> _WHAT TO PRODUCE_
According to the text below about Verdi's opera Don Carlos, where and on what date was the opera first performed?

Definitions

jewel casket

Don Carlos

[kahr-lohs, -luhs; Sp. kahr-laws]
This article refers to the opera Don Carlos (Don Carlo when performed in Italian translation) by Giuseppe Verdi.
For other uses, see Don Carlos (disambiguation)
.

Don Carlos is a five-act Grand Opera composed by Giuseppe Verdi to a French language libretto by Camille du Locle and Joseph Méry, based on the dramatic play Don Carlos, Infant von Spanien ("Don Carlos, Infante of Spain") by Friedrich Schiller. The story is based on conflicts in the life of Carlos, Prince of Asturias (1545-1568) after his betrothed Elisabeth of Valois was married instead to his father Philip II of Spain as part of the peace treaty ending the Italian War of 1551-1559 between the Houses of Habsburg and Valois. It received its first performance at the Théâtre Impérial de l’Opéra on 11 March 1867.

Over the next twenty years, cuts and additions were made to the opera, resulting in a number of versions being available to directors and conductors. No other Verdi opera exists in so many versions. At its full-length (including the ballet and the cuts made before the first performance), it contains about four hours of music, and is Verdi's longest opera.

Revisions and translation

Pre-première cuts and first published edition

Verdi made a number of cuts in 1866, after finishing the opera but before composing the ballet, simply because the work was becoming too long. These comprised:

  • a duet for Elisabeth and Eboli in Act 4, Scene 1
  • a duet for Carlos and the King after the death of Posa in Act 4, Scene 2
  • an exchange between Elisabeth and Eboli during the insurrection in the same scene

After the ballet had been composed, it emerged during the 1867 rehearsal period that, without further cuts, the opera would not finish before midnight (the time by which patrons would need to leave in order to catch the last trains to the Paris suburbs). Verdi then authorised some further cuts, as follows:

  • The introduction to Act 1, with a chorus of woodcutters and their wives, and including the first appearance of Elisabeth
  • A short entry solo for Posa ("J'étais en Flandres") in Act 2, Scene 1
  • Part of the dialogue between the King and Posa at the end of Act 2, Scene 2

The opera, as first published at the time of the première, consisted of Verdi's original conception, minus all of the above cuts but including the ballet.

Further authorised and unauthorised Paris cuts

After the première and before leaving Paris, Verdi authorised the Opéra authorities to end Act 4, Scene 2 with the death of Posa (thus omitting the insurrection scene) if they thought fit. After his departure, further (unauthorised) cuts were apparently made during the remaining performances.

First translation into Italian

A translation of Don Carlos into Italian was in preparation by Achille de Lauzières as early as the autumn of 1866, and Verdi insisted that the opera, still referred to as Don Carlos, be given in the same five act version plus ballet as at the Paris Opera. This Italian translation - with some cuts and alterations - was presented first at the Royal Italian Opera House, Covent Garden in London (now the Royal Opera House) on 4 June 1867 (conductor: Michael Costa), and received its Italian premiere - uncut - at the Teatro Comunale di Bologna on 27 October of that year.

> _DATASET RECORDS_
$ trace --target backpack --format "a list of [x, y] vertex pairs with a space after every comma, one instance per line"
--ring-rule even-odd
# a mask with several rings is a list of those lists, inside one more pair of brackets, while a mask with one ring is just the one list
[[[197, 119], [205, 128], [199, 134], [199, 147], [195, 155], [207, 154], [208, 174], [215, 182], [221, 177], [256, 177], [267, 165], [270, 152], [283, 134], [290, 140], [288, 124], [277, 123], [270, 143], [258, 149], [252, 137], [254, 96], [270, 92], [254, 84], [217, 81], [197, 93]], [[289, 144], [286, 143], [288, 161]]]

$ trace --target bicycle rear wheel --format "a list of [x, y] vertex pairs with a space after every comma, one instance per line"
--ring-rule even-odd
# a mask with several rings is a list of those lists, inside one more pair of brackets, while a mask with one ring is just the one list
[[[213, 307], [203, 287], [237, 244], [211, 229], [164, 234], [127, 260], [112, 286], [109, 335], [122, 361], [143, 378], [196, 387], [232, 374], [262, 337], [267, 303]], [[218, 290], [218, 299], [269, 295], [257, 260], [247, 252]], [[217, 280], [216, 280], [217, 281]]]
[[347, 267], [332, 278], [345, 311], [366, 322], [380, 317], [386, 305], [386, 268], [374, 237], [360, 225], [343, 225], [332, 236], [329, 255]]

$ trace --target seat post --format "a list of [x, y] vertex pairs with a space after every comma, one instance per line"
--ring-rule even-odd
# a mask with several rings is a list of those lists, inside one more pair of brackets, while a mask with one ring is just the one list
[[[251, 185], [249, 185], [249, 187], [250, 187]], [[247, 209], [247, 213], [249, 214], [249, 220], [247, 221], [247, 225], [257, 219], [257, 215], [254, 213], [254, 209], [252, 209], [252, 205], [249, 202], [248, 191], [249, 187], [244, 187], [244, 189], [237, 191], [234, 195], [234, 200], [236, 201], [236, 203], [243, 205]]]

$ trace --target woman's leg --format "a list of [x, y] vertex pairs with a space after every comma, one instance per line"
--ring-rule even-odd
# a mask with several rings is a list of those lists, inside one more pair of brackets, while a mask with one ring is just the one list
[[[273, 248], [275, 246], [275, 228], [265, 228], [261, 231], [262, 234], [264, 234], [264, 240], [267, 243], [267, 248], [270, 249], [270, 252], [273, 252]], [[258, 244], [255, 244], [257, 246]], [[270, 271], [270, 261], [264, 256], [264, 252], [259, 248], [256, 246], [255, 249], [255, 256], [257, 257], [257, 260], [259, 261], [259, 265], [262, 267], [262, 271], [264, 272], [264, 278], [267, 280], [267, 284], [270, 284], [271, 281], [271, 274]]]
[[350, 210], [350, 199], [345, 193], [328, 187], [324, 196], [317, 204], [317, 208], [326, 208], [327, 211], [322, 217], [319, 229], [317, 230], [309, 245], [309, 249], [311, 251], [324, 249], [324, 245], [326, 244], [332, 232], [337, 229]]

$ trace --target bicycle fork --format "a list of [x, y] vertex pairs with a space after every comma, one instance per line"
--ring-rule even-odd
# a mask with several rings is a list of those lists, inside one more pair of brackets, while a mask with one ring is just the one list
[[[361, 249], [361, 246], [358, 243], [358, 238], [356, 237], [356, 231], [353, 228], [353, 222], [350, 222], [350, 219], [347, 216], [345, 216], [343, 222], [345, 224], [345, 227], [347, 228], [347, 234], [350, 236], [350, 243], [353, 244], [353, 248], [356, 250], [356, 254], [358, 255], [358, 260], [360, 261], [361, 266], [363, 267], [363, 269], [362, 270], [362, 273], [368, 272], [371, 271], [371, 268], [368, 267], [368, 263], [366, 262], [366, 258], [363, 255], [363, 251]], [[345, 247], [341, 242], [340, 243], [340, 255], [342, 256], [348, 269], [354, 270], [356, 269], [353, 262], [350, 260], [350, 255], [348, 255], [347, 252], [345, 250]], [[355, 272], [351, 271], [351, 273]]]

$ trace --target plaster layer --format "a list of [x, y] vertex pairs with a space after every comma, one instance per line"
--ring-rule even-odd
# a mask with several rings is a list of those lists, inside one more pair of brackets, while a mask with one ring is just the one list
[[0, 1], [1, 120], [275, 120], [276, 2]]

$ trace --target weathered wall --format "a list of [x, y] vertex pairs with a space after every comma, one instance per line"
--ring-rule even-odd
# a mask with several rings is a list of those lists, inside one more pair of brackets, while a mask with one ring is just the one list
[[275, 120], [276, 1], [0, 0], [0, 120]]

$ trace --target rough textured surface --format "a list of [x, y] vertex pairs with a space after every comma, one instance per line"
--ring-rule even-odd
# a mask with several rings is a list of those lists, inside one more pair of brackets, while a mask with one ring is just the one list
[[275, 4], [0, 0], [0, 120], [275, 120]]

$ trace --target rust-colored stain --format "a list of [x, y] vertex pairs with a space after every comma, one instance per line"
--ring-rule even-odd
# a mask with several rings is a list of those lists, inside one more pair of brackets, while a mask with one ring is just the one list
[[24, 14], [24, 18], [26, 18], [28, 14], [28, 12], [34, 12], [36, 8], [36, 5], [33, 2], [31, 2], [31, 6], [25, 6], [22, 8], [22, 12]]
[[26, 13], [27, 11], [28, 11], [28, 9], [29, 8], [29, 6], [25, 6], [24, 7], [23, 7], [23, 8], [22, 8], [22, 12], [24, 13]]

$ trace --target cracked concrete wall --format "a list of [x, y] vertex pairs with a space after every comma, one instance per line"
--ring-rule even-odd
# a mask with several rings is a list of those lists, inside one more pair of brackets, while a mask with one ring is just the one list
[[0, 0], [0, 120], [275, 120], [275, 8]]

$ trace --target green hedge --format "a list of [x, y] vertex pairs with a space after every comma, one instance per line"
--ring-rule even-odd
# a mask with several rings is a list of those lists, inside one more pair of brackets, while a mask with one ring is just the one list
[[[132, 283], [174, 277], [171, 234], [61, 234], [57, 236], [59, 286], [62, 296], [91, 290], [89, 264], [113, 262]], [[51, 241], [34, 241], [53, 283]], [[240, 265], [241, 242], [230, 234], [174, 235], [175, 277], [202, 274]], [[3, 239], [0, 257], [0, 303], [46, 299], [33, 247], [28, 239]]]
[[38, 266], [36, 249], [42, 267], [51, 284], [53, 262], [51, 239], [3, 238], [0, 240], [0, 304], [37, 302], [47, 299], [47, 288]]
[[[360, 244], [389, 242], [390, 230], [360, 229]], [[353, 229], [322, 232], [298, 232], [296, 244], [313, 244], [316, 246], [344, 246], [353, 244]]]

> _RESULT_
At the Théâtre Impérial de l’Opéra on 11 March 1867.